• **WORK TO BE COMPLETED**
What is needed is an exact copy of every entry, without the pictures.

Records drawn from a dataset:
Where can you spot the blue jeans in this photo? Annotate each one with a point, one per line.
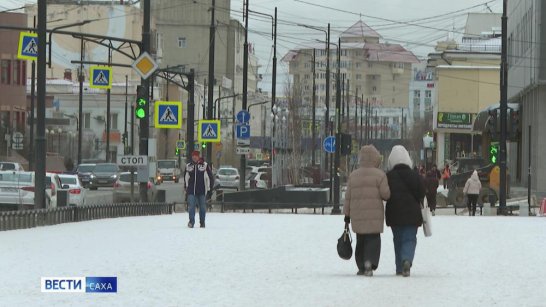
(405, 241)
(197, 200)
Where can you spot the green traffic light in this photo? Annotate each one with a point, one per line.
(140, 113)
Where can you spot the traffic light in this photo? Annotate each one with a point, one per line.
(494, 153)
(141, 110)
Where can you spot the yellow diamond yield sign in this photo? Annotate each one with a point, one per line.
(145, 65)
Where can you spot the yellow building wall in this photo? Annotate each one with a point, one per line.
(467, 90)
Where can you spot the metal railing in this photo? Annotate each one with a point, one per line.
(11, 220)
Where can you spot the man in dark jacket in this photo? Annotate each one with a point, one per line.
(198, 183)
(403, 209)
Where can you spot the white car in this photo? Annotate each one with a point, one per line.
(259, 181)
(122, 189)
(17, 189)
(76, 191)
(227, 177)
(11, 166)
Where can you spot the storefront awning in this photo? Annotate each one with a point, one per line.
(480, 122)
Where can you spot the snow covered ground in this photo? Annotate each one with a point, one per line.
(274, 260)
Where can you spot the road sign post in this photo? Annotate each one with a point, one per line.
(168, 114)
(101, 77)
(28, 46)
(329, 144)
(209, 131)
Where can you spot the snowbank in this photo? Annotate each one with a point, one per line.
(274, 260)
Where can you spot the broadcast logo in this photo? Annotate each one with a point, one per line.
(79, 284)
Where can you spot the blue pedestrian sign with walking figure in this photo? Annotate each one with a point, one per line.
(329, 144)
(243, 131)
(28, 46)
(243, 117)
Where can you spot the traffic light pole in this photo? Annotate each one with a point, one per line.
(40, 156)
(503, 106)
(145, 122)
(210, 97)
(242, 169)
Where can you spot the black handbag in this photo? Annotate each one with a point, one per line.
(344, 244)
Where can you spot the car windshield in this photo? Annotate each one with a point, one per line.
(227, 172)
(105, 168)
(7, 166)
(85, 168)
(127, 177)
(16, 177)
(68, 180)
(166, 164)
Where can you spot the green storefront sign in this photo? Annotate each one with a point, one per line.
(454, 120)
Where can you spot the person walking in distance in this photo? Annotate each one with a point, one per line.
(403, 210)
(432, 181)
(198, 183)
(446, 175)
(367, 188)
(472, 190)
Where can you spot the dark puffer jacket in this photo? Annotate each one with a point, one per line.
(407, 193)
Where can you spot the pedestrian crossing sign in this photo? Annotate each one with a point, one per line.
(168, 114)
(101, 77)
(209, 131)
(28, 46)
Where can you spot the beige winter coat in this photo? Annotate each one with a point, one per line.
(367, 188)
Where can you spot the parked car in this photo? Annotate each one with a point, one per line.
(11, 166)
(17, 189)
(228, 177)
(76, 191)
(168, 170)
(104, 175)
(84, 172)
(259, 181)
(122, 189)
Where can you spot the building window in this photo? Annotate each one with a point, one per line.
(5, 72)
(87, 120)
(181, 42)
(114, 121)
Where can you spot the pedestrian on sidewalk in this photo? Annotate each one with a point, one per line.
(472, 190)
(446, 175)
(367, 188)
(432, 182)
(403, 210)
(198, 183)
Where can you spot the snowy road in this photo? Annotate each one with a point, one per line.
(274, 260)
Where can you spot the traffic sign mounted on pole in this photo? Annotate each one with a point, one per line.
(243, 131)
(168, 114)
(28, 46)
(181, 144)
(101, 77)
(329, 144)
(209, 131)
(145, 65)
(243, 116)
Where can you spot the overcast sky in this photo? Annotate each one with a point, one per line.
(419, 39)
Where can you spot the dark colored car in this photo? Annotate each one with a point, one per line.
(104, 175)
(84, 172)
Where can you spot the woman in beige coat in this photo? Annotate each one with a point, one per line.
(367, 188)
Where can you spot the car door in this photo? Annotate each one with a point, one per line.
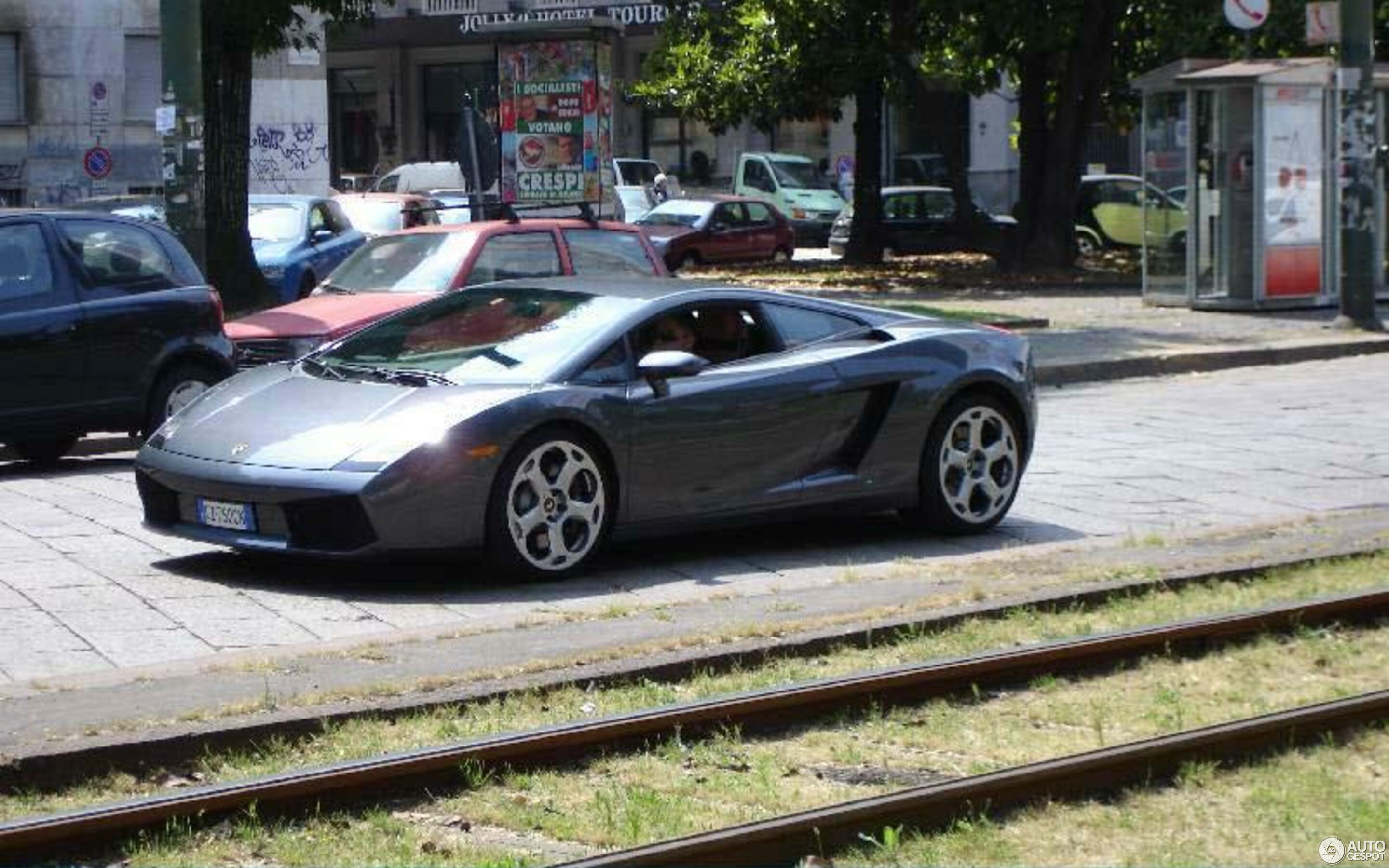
(762, 231)
(730, 237)
(738, 436)
(41, 346)
(124, 283)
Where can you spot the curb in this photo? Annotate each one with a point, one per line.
(1066, 374)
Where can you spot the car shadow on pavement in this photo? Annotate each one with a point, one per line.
(802, 550)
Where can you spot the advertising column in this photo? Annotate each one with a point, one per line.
(555, 103)
(1292, 192)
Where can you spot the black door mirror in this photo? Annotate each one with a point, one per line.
(663, 365)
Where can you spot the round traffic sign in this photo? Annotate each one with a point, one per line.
(98, 163)
(1246, 14)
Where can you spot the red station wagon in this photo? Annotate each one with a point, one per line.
(396, 271)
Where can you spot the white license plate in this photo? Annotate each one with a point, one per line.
(221, 515)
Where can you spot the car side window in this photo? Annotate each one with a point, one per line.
(728, 214)
(609, 253)
(801, 326)
(26, 274)
(518, 255)
(117, 255)
(609, 368)
(719, 331)
(900, 206)
(938, 206)
(759, 214)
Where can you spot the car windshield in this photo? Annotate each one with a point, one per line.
(420, 263)
(638, 171)
(676, 213)
(275, 223)
(374, 216)
(478, 335)
(799, 174)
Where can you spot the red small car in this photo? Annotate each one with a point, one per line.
(396, 271)
(719, 230)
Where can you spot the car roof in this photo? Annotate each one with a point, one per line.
(385, 196)
(531, 223)
(916, 188)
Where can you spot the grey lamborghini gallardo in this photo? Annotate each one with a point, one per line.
(537, 419)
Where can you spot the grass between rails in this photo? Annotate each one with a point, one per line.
(1274, 813)
(678, 787)
(535, 709)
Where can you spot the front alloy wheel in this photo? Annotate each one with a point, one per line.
(556, 506)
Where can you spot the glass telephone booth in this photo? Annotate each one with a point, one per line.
(1242, 148)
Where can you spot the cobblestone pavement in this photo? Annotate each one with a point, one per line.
(85, 589)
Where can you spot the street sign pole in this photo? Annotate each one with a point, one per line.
(181, 42)
(1355, 89)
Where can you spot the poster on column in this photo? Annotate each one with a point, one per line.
(555, 124)
(1292, 192)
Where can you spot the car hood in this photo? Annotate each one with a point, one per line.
(272, 253)
(327, 316)
(815, 201)
(662, 235)
(277, 417)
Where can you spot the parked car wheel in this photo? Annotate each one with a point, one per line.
(176, 389)
(1087, 244)
(687, 263)
(971, 466)
(550, 504)
(43, 452)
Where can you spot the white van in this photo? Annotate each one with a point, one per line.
(420, 178)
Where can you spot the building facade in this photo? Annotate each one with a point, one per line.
(80, 85)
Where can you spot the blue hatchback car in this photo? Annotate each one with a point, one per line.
(299, 241)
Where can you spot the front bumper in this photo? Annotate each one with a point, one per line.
(337, 515)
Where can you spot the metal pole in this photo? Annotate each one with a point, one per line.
(474, 170)
(181, 46)
(1355, 89)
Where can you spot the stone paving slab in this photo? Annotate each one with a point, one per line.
(1117, 460)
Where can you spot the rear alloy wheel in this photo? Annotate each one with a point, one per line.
(971, 466)
(549, 510)
(45, 453)
(176, 389)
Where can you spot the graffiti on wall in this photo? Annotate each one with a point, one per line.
(283, 155)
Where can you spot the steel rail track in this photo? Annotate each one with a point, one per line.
(782, 841)
(56, 766)
(755, 712)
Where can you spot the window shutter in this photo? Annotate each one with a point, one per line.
(142, 78)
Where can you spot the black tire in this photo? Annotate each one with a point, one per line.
(592, 484)
(42, 452)
(171, 385)
(945, 506)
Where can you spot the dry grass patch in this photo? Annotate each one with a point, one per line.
(371, 736)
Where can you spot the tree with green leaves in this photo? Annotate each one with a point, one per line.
(234, 32)
(764, 62)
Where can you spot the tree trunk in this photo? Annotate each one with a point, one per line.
(866, 231)
(1050, 238)
(227, 102)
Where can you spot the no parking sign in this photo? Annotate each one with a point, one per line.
(98, 163)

• **SOLVED PROBLEM**
Where can you spot the blue jeans in this photo? Annotate each one with a point, one per line.
(405, 241)
(197, 200)
Where can you spot the green traffic light in this photo? Annotate each one with a point, one per line.
(140, 113)
Where can you spot the traffic light in this photo? Annotate each one with a point, one per line.
(494, 153)
(141, 110)
Where can you spot the yellow diamond yield sign in this photo? Annotate each one with a point, one per line.
(145, 65)
Where can you spot the yellow building wall in this photo? Annotate each one with a point, one per line.
(467, 90)
Where can you spot the metal railing in this photo? Annotate each one with a point, one per line.
(11, 220)
Where can you spot the man in dark jacket in this photo? Annotate each one with a point, one per line.
(198, 183)
(403, 209)
Where can you spot the white car in this photo? Annotate each one with a point, one per line.
(259, 181)
(122, 189)
(17, 189)
(76, 191)
(227, 177)
(11, 166)
Where can you spot the storefront awning in this photo? Annotate each one with a point, one per line.
(480, 122)
Where can you spot the snow covered ground in this photo? Annotate each one with a point, one per line.
(274, 260)
Where can you spot the road sign post in this photo? Annotate each one with a point, one per line.
(168, 114)
(101, 77)
(28, 46)
(329, 144)
(209, 131)
Where can you spot the snowbank in this photo? Annotate each one with a point, one per line.
(274, 260)
Where can you spot the broadcast logo in this photo? Annotate each one with a point, one per line.
(79, 284)
Where can you spot the blue pedestrian sign with walking figure in this photo? Annotate each one with a point, one per line.
(329, 144)
(243, 131)
(28, 46)
(243, 117)
Where can you spot the traffic light pole in this photo? Annotate each one with a point, one per line.
(40, 156)
(503, 106)
(145, 122)
(210, 97)
(242, 169)
Where can you spot the black handbag in this photo? Annotate each one with a point, one per line.
(344, 244)
Where can you spot the car windshield in this photo? Annotate each one with a point, one per line.
(227, 172)
(105, 168)
(7, 166)
(85, 168)
(127, 177)
(16, 177)
(68, 180)
(166, 164)
Where can you spot the green storefront sign in this photo? Annotate each one with a point, one per line.
(454, 120)
Where can you spot the person walking in distance in this photo? Annotate each one with a point, one per line.
(403, 210)
(432, 181)
(198, 183)
(446, 175)
(367, 188)
(472, 190)
Where can you spot the dark puffer jacket in this photo? Annotate each one with a point, one per line.
(407, 193)
Where can you spot the pedestrian crossing sign in this photo? Annotate each one with a point, one per line.
(168, 114)
(101, 77)
(209, 131)
(28, 46)
Where can you spot the beige winter coat in this photo? Annotate each one with a point, one per line.
(367, 188)
Where can you spot the parked car in this photo? Annotate each one with a point, one per line.
(11, 166)
(17, 189)
(228, 177)
(76, 191)
(168, 170)
(104, 175)
(84, 172)
(259, 181)
(122, 189)
Where can you spot the building window in this photo? Annotate each one with a point, one per line.
(5, 72)
(87, 120)
(181, 42)
(114, 121)
Where can you spot the pedestrian on sidewalk in this photo? Annotate each one with a point, one per line.
(472, 190)
(446, 175)
(367, 188)
(432, 182)
(403, 210)
(198, 183)
Where can you spot the snowy road in this photo? Annotate each one with a point, one per line.
(274, 260)
Where can you spot the traffic sign mounted on pole in this photo? Annotate each one with a point, one per line.
(243, 131)
(168, 114)
(28, 46)
(181, 144)
(101, 77)
(329, 144)
(209, 131)
(145, 65)
(243, 116)
Where can you spot the overcast sky in this photo? Annotate each one with a point, one per line.
(419, 39)
Where can you spot the dark colored car in this photo? Annotate each one with a point, one per line.
(104, 175)
(84, 172)
Where can you spot the woman in beige coat in this photo? Annotate each one with a point, one per line.
(367, 188)
Where can you spot the car door in this photo? Annotate each one with a point, one per line.
(762, 231)
(730, 237)
(738, 436)
(41, 346)
(124, 283)
Where can you spot the curb in this photo? Annotate each one with a point, one per line.
(1066, 374)
Where can you spot the car shadow on pavement in this photo? Annotate each one with a point, one per line.
(802, 550)
Where can you spot the advertising column in this photo? Annotate each one with a point, one per line.
(555, 103)
(1292, 192)
Where can you spot the black door mirror in this photo? Annotate each one with a point, one per line.
(663, 365)
Where can you spot the round traffic sign in this photo? Annotate each one with a point, one per line.
(98, 163)
(1246, 14)
Where can you spot the red station wagon in this photo? Annotate each one with a point, one per line.
(396, 271)
Where can you spot the white license plate in this photo? Annotate each one with a point, one per line.
(221, 515)
Where can you spot the car side window in this photo? Annotate each one with a point, one per line.
(728, 214)
(609, 253)
(801, 326)
(26, 274)
(518, 255)
(117, 255)
(609, 368)
(719, 331)
(900, 206)
(938, 206)
(759, 214)
Where can you spot the car windshield in this photo? Annotate each one with a point, one per line.
(420, 263)
(638, 171)
(676, 213)
(275, 223)
(374, 216)
(478, 335)
(799, 174)
Where can you spot the red small car in this photo? Annotate each one with a point, one per line.
(396, 271)
(719, 230)
Where can you spot the car roof in this photo? Annotate each one with a point, one per line.
(385, 196)
(531, 223)
(916, 188)
Where can you spot the grey lamborghini gallardo in this photo? Annotate each one with a point, one per line.
(537, 419)
Where can you spot the grass between rails in this photo? Annotate each one with a point, one per line.
(1274, 813)
(678, 787)
(535, 709)
Where can you spot the front alloy wheel in this photo? Annotate each one with a point, one per line.
(556, 506)
Where can you spot the glass telephone booth in this photo? Annotate each one with a point, one per line.
(1242, 148)
Where can you spot the cobblestone pavement in this photo? Annotate each one with a point, one per line.
(85, 589)
Where can you spot the street sign pole in this photo? Annotate each one with a point, one per line.
(181, 42)
(1355, 89)
Where can you spot the poster on column in this photo? Annotate each one with a point, one per line.
(555, 124)
(1292, 192)
Where can you spot the car hood in this photo? Annotate each one with a point, one per line.
(272, 253)
(327, 316)
(815, 201)
(662, 235)
(277, 417)
Where can you spot the parked car wheel in this photo? Annotate each one with a point, one per line.
(176, 389)
(1087, 244)
(687, 263)
(971, 466)
(550, 504)
(43, 452)
Where can you spot the white van in this photo? Annotate each one with a point, one per line.
(420, 178)
Where can you spot the building facade in this photo? Annotate each one with a point, one per line.
(80, 85)
Where can you spot the blue hatchback car in this photo? Annotate each one with a point, one per line.
(299, 241)
Where can you spot the front bumper in this photo? Annotate each one with a point, one per line.
(337, 515)
Where can you spot the metal pole in this photo? Annotate each one with a point, one per line.
(474, 170)
(181, 46)
(1355, 89)
Where can you spot the stone paving slab in this photo? Annotate each one with a point, one per line.
(1117, 460)
Where can you spot the rear alloy wheel in this photo? Annotate each one with a point, one per line.
(971, 466)
(549, 510)
(45, 453)
(176, 389)
Where can you spot the graffiti on wall in this photo? Annotate each one with a point, one per line.
(283, 155)
Where can you spot the steel rail track in this photo? Annotate each one with a point, one per line.
(782, 841)
(56, 766)
(755, 712)
Where can you spot the window shutter in this photo? Annotate each one with a point, one per line.
(142, 78)
Where can you spot the black tire in this photo? Annotate each one with a point, one per line.
(592, 484)
(42, 452)
(171, 385)
(945, 506)
Where can you spot the dry grass patch in this photo? Annotate each one with a point, one per line.
(371, 736)
Where can you spot the tree with green leaves in this photo? Annotate each one with a point, one per line.
(234, 32)
(764, 62)
Where can you spot the tree trunk in this photo? Annotate each one with a point, one per line.
(866, 231)
(1050, 238)
(227, 102)
Where can you spot the no parking sign in this photo? Annotate each one with a point, one per line.
(98, 163)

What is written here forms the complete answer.